(Stored items)
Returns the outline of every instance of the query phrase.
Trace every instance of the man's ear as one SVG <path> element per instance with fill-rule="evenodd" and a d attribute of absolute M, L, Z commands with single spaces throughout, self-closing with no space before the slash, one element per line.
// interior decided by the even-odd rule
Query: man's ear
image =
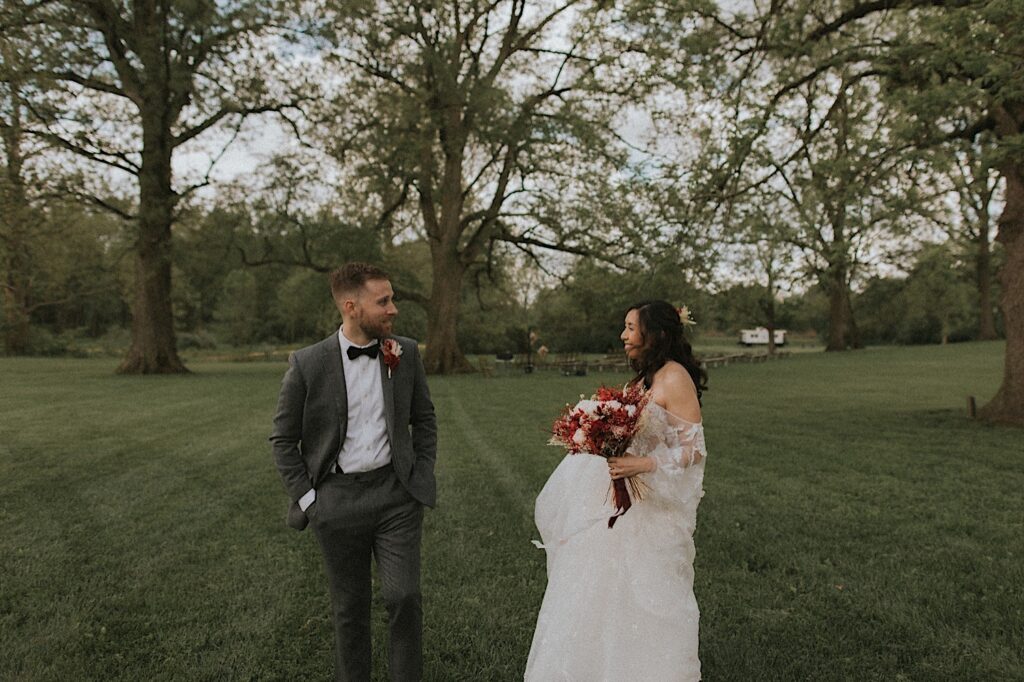
<path fill-rule="evenodd" d="M 342 315 L 351 316 L 355 312 L 356 302 L 351 296 L 339 296 L 334 299 L 334 307 Z"/>

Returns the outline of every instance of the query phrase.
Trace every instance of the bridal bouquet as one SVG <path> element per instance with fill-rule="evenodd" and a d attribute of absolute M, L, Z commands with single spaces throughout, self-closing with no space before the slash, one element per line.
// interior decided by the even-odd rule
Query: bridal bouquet
<path fill-rule="evenodd" d="M 589 400 L 566 406 L 551 427 L 549 443 L 561 445 L 573 455 L 586 452 L 605 458 L 620 457 L 626 454 L 646 404 L 647 395 L 640 384 L 621 391 L 602 386 Z M 642 481 L 632 477 L 612 481 L 615 514 L 608 519 L 609 528 L 632 506 L 631 490 L 638 501 L 642 499 Z"/>

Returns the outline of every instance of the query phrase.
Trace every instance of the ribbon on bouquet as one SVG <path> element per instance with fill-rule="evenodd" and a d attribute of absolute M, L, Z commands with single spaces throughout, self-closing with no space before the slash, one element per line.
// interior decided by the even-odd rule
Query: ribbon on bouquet
<path fill-rule="evenodd" d="M 626 479 L 617 478 L 612 481 L 612 491 L 615 513 L 608 517 L 609 528 L 615 526 L 615 522 L 619 520 L 619 517 L 628 512 L 629 508 L 633 506 L 633 501 L 629 499 L 629 488 L 626 487 Z"/>

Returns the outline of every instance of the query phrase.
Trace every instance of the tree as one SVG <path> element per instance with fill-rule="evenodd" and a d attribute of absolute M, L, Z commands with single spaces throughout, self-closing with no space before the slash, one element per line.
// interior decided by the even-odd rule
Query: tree
<path fill-rule="evenodd" d="M 538 293 L 532 326 L 553 352 L 618 353 L 626 308 L 643 300 L 664 299 L 686 305 L 697 321 L 696 331 L 705 329 L 714 306 L 698 288 L 700 280 L 693 272 L 688 263 L 669 258 L 633 270 L 580 259 L 564 281 Z"/>
<path fill-rule="evenodd" d="M 743 232 L 738 245 L 743 253 L 737 265 L 756 282 L 753 288 L 757 293 L 753 305 L 746 306 L 746 313 L 768 330 L 768 354 L 774 355 L 778 299 L 782 286 L 792 280 L 795 273 L 793 247 L 786 239 L 788 225 L 779 221 L 780 215 L 785 213 L 773 213 L 771 208 L 770 200 L 750 206 L 747 215 L 739 221 Z"/>
<path fill-rule="evenodd" d="M 179 215 L 174 230 L 174 318 L 179 330 L 200 332 L 214 321 L 228 275 L 242 267 L 238 233 L 248 215 L 217 206 Z"/>
<path fill-rule="evenodd" d="M 950 343 L 974 337 L 971 260 L 950 242 L 924 244 L 906 276 L 874 277 L 854 301 L 871 343 Z"/>
<path fill-rule="evenodd" d="M 323 161 L 278 155 L 256 185 L 229 202 L 231 212 L 245 216 L 235 233 L 245 265 L 328 273 L 345 261 L 384 257 L 388 214 L 368 208 L 372 202 L 358 188 L 340 183 L 335 190 Z"/>
<path fill-rule="evenodd" d="M 868 279 L 853 301 L 860 320 L 864 343 L 869 345 L 891 343 L 919 343 L 905 335 L 907 305 L 903 295 L 907 286 L 905 277 L 875 276 Z"/>
<path fill-rule="evenodd" d="M 171 307 L 171 230 L 188 187 L 174 183 L 174 156 L 208 130 L 295 104 L 275 86 L 272 44 L 289 2 L 7 0 L 2 23 L 17 26 L 11 49 L 32 54 L 32 120 L 37 136 L 94 170 L 135 183 L 135 210 L 88 187 L 79 193 L 135 227 L 132 342 L 118 371 L 176 373 Z M 6 38 L 5 38 L 6 40 Z M 292 84 L 301 78 L 289 74 Z"/>
<path fill-rule="evenodd" d="M 25 114 L 22 86 L 11 73 L 11 55 L 2 46 L 4 80 L 0 82 L 0 143 L 4 173 L 0 178 L 0 246 L 3 254 L 4 349 L 24 353 L 29 343 L 31 314 L 30 233 L 39 216 L 33 211 L 25 178 Z"/>
<path fill-rule="evenodd" d="M 928 245 L 918 254 L 907 278 L 904 320 L 918 319 L 931 326 L 928 341 L 937 339 L 945 345 L 954 333 L 969 328 L 970 289 L 958 276 L 957 265 L 948 244 Z"/>
<path fill-rule="evenodd" d="M 103 253 L 89 253 L 110 246 L 118 226 L 62 200 L 66 173 L 46 164 L 47 144 L 26 132 L 32 84 L 13 49 L 16 36 L 8 31 L 0 40 L 0 288 L 4 350 L 12 355 L 34 350 L 33 316 L 44 309 L 72 302 L 84 309 L 91 297 L 119 293 L 107 268 L 116 255 L 101 262 Z M 78 225 L 79 234 L 69 234 L 69 225 Z M 80 286 L 69 290 L 75 280 Z"/>
<path fill-rule="evenodd" d="M 892 116 L 877 106 L 873 88 L 849 74 L 793 94 L 773 114 L 766 147 L 752 151 L 766 179 L 743 201 L 773 212 L 761 232 L 799 249 L 828 294 L 826 350 L 860 348 L 851 286 L 872 254 L 911 224 L 913 160 L 892 139 Z M 780 155 L 780 146 L 793 151 Z"/>
<path fill-rule="evenodd" d="M 978 306 L 977 338 L 999 338 L 992 299 L 992 209 L 999 198 L 1002 179 L 985 154 L 987 134 L 978 140 L 951 145 L 943 154 L 944 175 L 957 200 L 957 215 L 945 221 L 953 242 L 970 253 Z M 941 163 L 941 162 L 940 162 Z"/>
<path fill-rule="evenodd" d="M 642 55 L 613 7 L 561 0 L 333 4 L 334 156 L 431 251 L 430 372 L 468 369 L 467 273 L 500 244 L 614 259 L 637 248 L 616 116 Z M 408 209 L 418 214 L 415 222 Z"/>
<path fill-rule="evenodd" d="M 1002 385 L 979 411 L 1024 424 L 1024 6 L 989 0 L 772 3 L 763 45 L 788 56 L 808 82 L 837 65 L 879 78 L 921 144 L 992 135 L 990 165 L 1005 182 L 996 240 L 1005 249 Z"/>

◆ **ABOUT THIS TASK**: Your task is a word-for-word transcription of the entries, leaving out all pictures.

◆ **TASK ANSWER**:
Returns the outline of every instance of the query phrase.
Trace every instance of the man's ear as one SVG <path> element per instance with fill-rule="evenodd" and a d attribute of absolute M, L, Z commands with single spaces throughout, self-closing with no space before the slash, one element per line.
// interior decided by the even-odd rule
Query: man's ear
image =
<path fill-rule="evenodd" d="M 342 315 L 351 316 L 355 312 L 356 302 L 351 296 L 339 296 L 334 299 L 334 307 Z"/>

Returns the outline of every instance of the query phrase.
Trace every instance of the bridal bouquet as one SVG <path> element per instance with fill-rule="evenodd" and a d attribute of absolute M, L, Z commands with single spaces throughout, self-closing with no space before the slash, one element per line.
// interior decided by the even-odd rule
Query: bridal bouquet
<path fill-rule="evenodd" d="M 589 400 L 566 406 L 551 427 L 549 443 L 561 445 L 573 455 L 586 452 L 605 458 L 620 457 L 626 454 L 646 404 L 647 395 L 640 384 L 621 391 L 602 386 Z M 642 481 L 632 477 L 612 481 L 615 514 L 608 519 L 609 528 L 632 506 L 631 490 L 638 501 L 642 499 Z"/>

Returns the outline of every instance of the query phrase.
Trace every instance of the ribbon on bouquet as one SVG <path> element per instance with fill-rule="evenodd" and a d attribute of absolute M, L, Z commands with single spaces throughout, self-closing with no space before the slash, one element per line.
// interior decided by the even-odd rule
Query: ribbon on bouquet
<path fill-rule="evenodd" d="M 626 479 L 617 478 L 612 481 L 612 491 L 615 513 L 608 517 L 609 528 L 615 526 L 615 522 L 619 520 L 619 517 L 628 512 L 629 508 L 633 506 L 633 501 L 629 499 L 629 488 L 626 487 Z"/>

Returns the outline of every instance of the query phrase.
Trace every instance of the tree as one SVG <path> element per instance with fill-rule="evenodd" and a d attribute of absolute M, L, Z commands with single spaces throughout, self-closing with no space before the slash, one element per line.
// interior decided by the even-odd rule
Query: tree
<path fill-rule="evenodd" d="M 538 293 L 532 326 L 553 352 L 618 353 L 626 308 L 643 300 L 664 299 L 686 305 L 697 321 L 696 331 L 705 329 L 714 306 L 698 288 L 700 280 L 693 272 L 688 263 L 669 258 L 633 270 L 580 259 L 564 281 Z"/>
<path fill-rule="evenodd" d="M 743 232 L 738 245 L 743 253 L 737 265 L 756 282 L 753 288 L 757 293 L 753 305 L 746 306 L 746 313 L 768 330 L 768 354 L 774 355 L 778 299 L 782 286 L 792 280 L 795 273 L 793 247 L 786 239 L 788 225 L 779 221 L 780 215 L 785 213 L 773 213 L 771 208 L 770 200 L 750 206 L 747 215 L 739 221 Z"/>
<path fill-rule="evenodd" d="M 179 215 L 174 230 L 174 318 L 179 330 L 200 332 L 214 321 L 228 275 L 242 267 L 238 233 L 248 215 L 217 206 Z"/>
<path fill-rule="evenodd" d="M 950 343 L 974 337 L 971 260 L 950 242 L 924 244 L 906 276 L 874 277 L 854 301 L 871 343 Z"/>
<path fill-rule="evenodd" d="M 323 161 L 278 155 L 256 185 L 229 202 L 231 212 L 245 216 L 235 233 L 245 265 L 328 273 L 345 261 L 384 257 L 388 214 L 368 208 L 372 202 L 358 188 L 340 183 L 335 190 Z"/>
<path fill-rule="evenodd" d="M 868 279 L 853 301 L 860 320 L 864 343 L 869 345 L 891 343 L 919 343 L 905 335 L 907 305 L 903 295 L 907 286 L 905 277 L 875 276 Z"/>
<path fill-rule="evenodd" d="M 171 307 L 171 230 L 188 187 L 174 183 L 174 156 L 208 130 L 295 104 L 275 86 L 272 44 L 289 2 L 7 0 L 2 23 L 17 26 L 11 49 L 32 54 L 32 120 L 37 136 L 94 170 L 135 183 L 135 210 L 88 187 L 79 193 L 135 227 L 132 342 L 118 371 L 176 373 Z M 6 38 L 5 38 L 6 40 Z M 292 84 L 301 78 L 289 74 Z"/>
<path fill-rule="evenodd" d="M 25 114 L 22 86 L 11 73 L 11 55 L 2 46 L 4 80 L 0 82 L 0 143 L 4 173 L 0 178 L 0 246 L 3 254 L 4 349 L 24 353 L 29 343 L 31 314 L 30 233 L 39 216 L 33 211 L 25 178 Z"/>
<path fill-rule="evenodd" d="M 928 245 L 918 254 L 907 278 L 904 320 L 918 319 L 931 326 L 928 341 L 937 339 L 945 345 L 954 333 L 969 328 L 970 289 L 958 276 L 957 265 L 948 244 Z"/>
<path fill-rule="evenodd" d="M 103 253 L 89 253 L 110 246 L 118 226 L 62 200 L 66 173 L 46 164 L 47 144 L 26 132 L 32 84 L 13 49 L 16 36 L 8 31 L 0 40 L 0 288 L 4 350 L 12 355 L 34 350 L 33 316 L 44 309 L 72 302 L 84 309 L 91 297 L 119 293 L 107 268 L 116 255 L 101 262 Z M 78 225 L 79 234 L 69 234 L 69 225 Z M 80 286 L 69 290 L 75 280 Z"/>
<path fill-rule="evenodd" d="M 892 116 L 877 106 L 873 88 L 849 74 L 793 94 L 773 114 L 766 147 L 752 151 L 766 179 L 743 201 L 773 212 L 761 232 L 799 249 L 828 294 L 826 350 L 860 348 L 851 286 L 872 254 L 911 224 L 913 160 L 892 139 Z M 780 155 L 780 146 L 793 151 Z"/>
<path fill-rule="evenodd" d="M 978 306 L 977 338 L 999 338 L 992 299 L 992 209 L 999 198 L 1002 179 L 985 154 L 987 134 L 978 140 L 951 145 L 943 154 L 944 175 L 957 200 L 957 215 L 945 221 L 953 242 L 970 253 Z M 941 163 L 941 162 L 940 162 Z"/>
<path fill-rule="evenodd" d="M 642 55 L 613 7 L 561 0 L 333 4 L 334 156 L 431 251 L 430 372 L 468 369 L 467 273 L 500 244 L 614 259 L 637 248 L 616 116 Z M 408 209 L 418 214 L 415 222 Z"/>
<path fill-rule="evenodd" d="M 1002 385 L 979 411 L 1024 424 L 1024 6 L 989 0 L 772 3 L 763 45 L 788 56 L 808 82 L 837 65 L 879 78 L 921 144 L 992 135 L 990 165 L 1005 182 L 996 240 L 1005 249 Z"/>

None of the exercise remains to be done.